*Passage shown:*
= = = = =
Commissioner issues Decision Impact Statement for SDI Group Pty Ltd

Yesterday the Commissioner issued a Decision Impact Statement for the decision of the Tribunal in SDI Group Pty Ltd and Commissioner of Taxation [2012] AATA 763 where the Tribunal found that the applicant (vendor) and the purchaser of commercial property had satisfied the requirement that the parties agree that the sale was a supply of the going concern, notwithstanding that no such agreement was provided for in the Contract of Sale.  My post discussing the decision can be found here.

Before the Tribunal the Commissioner contended that the parties had not “agreed in writing” that the sale was the supply of a going concern, and that the tax invoice and Statutory Declaration prepared by the vendor referring to the sale being of a going concern were “unilateral documents”.  The Tribunal found in favour of the applicant on the basis that there was sufficient evidence that the applicant and purchaser agreed in writing that the supply involved a going concern.

In the Decision Impact Statement the Commissioner accepts that the finding of the Tribunal was open on the evidence and considers that the decision does not differ in principle from the requirements in GSTR 2002/5 ‘Goods and services tax: when is a ‘supply of a going concern’ GST-free.  Paragraph 181 of the Ruling states as follows:

The term ‘agreed in writing’ means that the supplier and the recipient have made a mutual declaration in such form that clearly evidences that they agree that the supply, being the supply under an arrangement of everything necessary for the continued operation of the enterprise, is a ‘supply of a going concern’.

Before the Tribunal, the concern of the Commissioner appeared to be that the applicant could not point to a document evidencing an agreement in writing which was signed by the purchaser, the only documents available having been prepared and executed by the supplier.  The Decision Impact Statement deals with the finding of the Tribunal that the parties nevertheless “agreed in writing” that the sale was of a going concern as follows:

The ATO believes that it is the Tribunal’s view that, at the time the recipient executed the contract, the parties intended and agreed in writing that the supply was of a going concern.  Further, by the time of settlement, the parties had confirmed, through further correspondence, that intention.
= = = = =
*Record excerpts:*
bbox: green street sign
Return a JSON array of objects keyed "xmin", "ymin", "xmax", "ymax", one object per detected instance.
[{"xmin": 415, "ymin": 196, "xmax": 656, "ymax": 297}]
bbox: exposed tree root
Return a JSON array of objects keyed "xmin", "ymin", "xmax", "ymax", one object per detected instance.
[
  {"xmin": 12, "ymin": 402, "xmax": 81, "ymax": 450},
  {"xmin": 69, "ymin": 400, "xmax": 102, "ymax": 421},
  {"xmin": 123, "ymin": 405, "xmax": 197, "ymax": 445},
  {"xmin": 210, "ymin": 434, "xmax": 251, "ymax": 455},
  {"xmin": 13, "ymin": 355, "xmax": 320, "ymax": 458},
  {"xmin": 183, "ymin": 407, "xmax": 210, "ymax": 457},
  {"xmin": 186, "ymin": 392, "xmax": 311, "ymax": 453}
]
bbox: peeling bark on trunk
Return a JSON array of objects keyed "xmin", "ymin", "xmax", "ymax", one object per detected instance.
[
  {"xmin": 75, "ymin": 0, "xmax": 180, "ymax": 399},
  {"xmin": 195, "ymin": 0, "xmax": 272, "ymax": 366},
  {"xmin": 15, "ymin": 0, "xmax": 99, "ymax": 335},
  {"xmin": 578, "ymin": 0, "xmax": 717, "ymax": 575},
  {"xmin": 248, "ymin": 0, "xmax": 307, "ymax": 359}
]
= = = = =
*Objective:* From the passage on the SDI Group Decision Impact Statement, extract the text starting with "The term ‘agreed" and going on through "a going concern’.". The listing was taken from a source separate from the text above.

*Result for this task:*
The term ‘agreed in writing’ means that the supplier and the recipient have made a mutual declaration in such form that clearly evidences that they agree that the supply, being the supply under an arrangement of everything necessary for the continued operation of the enterprise, is a ‘supply of a going concern’.